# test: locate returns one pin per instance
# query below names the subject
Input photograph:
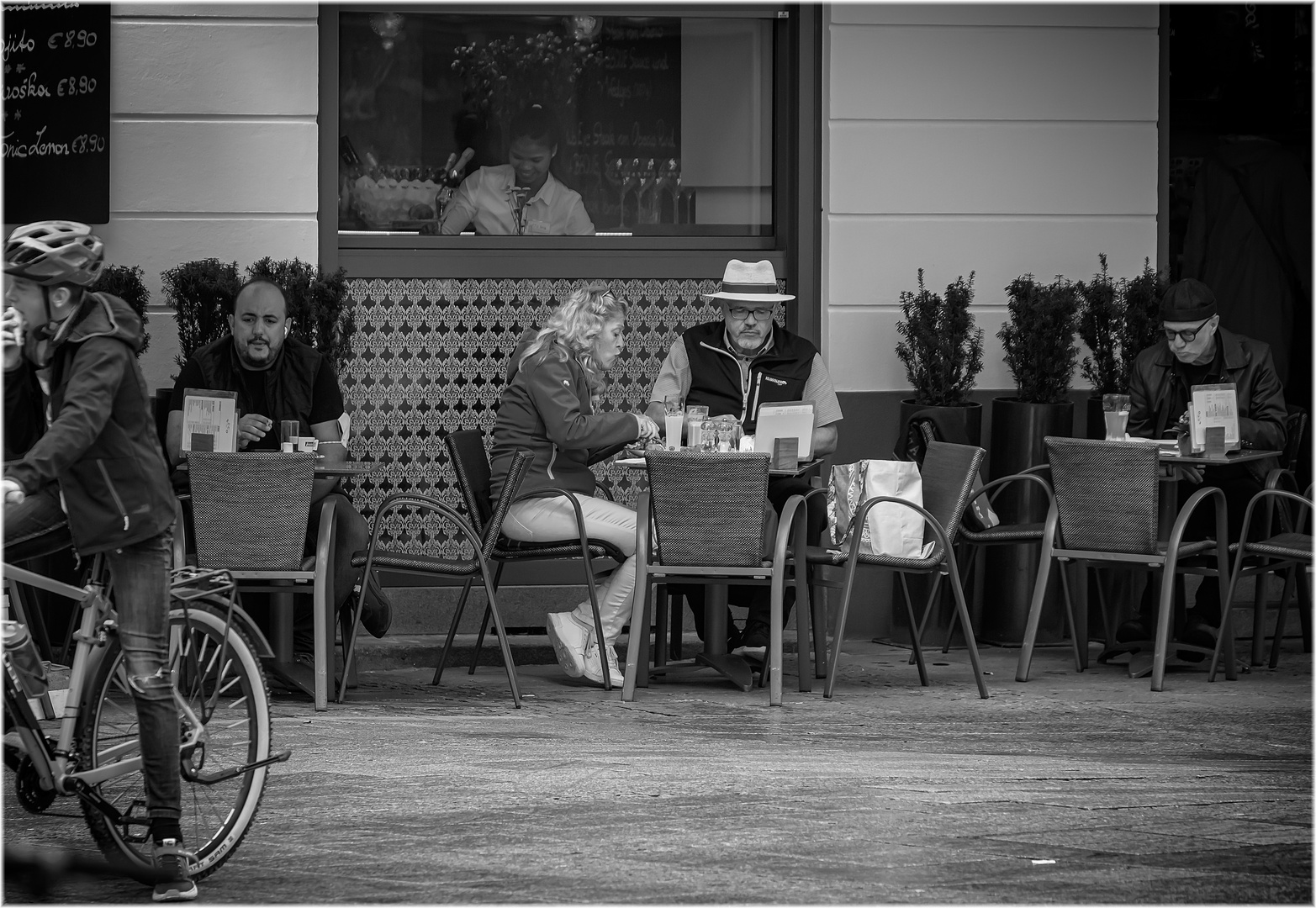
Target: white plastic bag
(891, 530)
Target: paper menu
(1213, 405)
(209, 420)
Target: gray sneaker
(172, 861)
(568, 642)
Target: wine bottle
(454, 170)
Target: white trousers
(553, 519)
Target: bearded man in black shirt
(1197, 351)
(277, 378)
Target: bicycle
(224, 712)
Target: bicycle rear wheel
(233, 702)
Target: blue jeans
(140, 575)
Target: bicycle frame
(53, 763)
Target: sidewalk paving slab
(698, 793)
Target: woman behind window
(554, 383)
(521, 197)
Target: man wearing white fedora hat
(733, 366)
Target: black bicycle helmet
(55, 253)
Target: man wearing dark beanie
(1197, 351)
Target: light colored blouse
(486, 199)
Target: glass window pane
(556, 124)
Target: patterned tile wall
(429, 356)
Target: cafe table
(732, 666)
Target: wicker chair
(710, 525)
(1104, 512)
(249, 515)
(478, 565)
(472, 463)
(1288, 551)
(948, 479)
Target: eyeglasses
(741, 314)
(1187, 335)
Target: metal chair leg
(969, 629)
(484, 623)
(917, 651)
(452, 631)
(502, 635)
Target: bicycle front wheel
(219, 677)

==================================================

▸ Brief
Give back, unchanged, the line containing "Target: bicycle rear wheel" and each line that comes after it in the entries above, ending with the last.

▸ Task result
Target: bicycle rear wheel
(233, 702)
Target: blue jeans
(140, 575)
Target: bicycle frame
(53, 763)
Target: sidewalk paving slab
(698, 793)
Target: woman behind window
(554, 383)
(521, 197)
Target: man wearing white fedora hat
(733, 366)
Target: black bicycle helmet
(55, 253)
Target: man wearing dark beanie
(1197, 351)
Target: light colored blouse
(486, 199)
Target: glass window pane
(556, 124)
Target: patterned tile wall
(429, 356)
Target: cafe table
(732, 666)
Target: wicker chair
(710, 525)
(1104, 512)
(249, 515)
(478, 565)
(472, 463)
(1288, 551)
(948, 479)
Target: eyeglasses
(741, 314)
(1187, 335)
Target: metal chair leg
(969, 629)
(484, 623)
(917, 651)
(452, 631)
(502, 635)
Target: bicycle front wheel
(219, 677)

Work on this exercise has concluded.